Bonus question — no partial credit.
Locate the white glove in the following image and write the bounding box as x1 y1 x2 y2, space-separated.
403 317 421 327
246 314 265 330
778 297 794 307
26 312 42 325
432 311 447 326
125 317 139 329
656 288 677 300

════════════════

• **THE PROBLEM**: Return the records in full, exactly as they read.

• **RESULT**:
Bonus question — no partial credit.
Locate the white glove in the following image and write the bounding box as x1 y1 x2 y2, space-separated.
403 317 421 327
246 314 265 330
778 297 794 307
26 312 42 325
432 311 447 326
125 317 139 329
656 288 677 300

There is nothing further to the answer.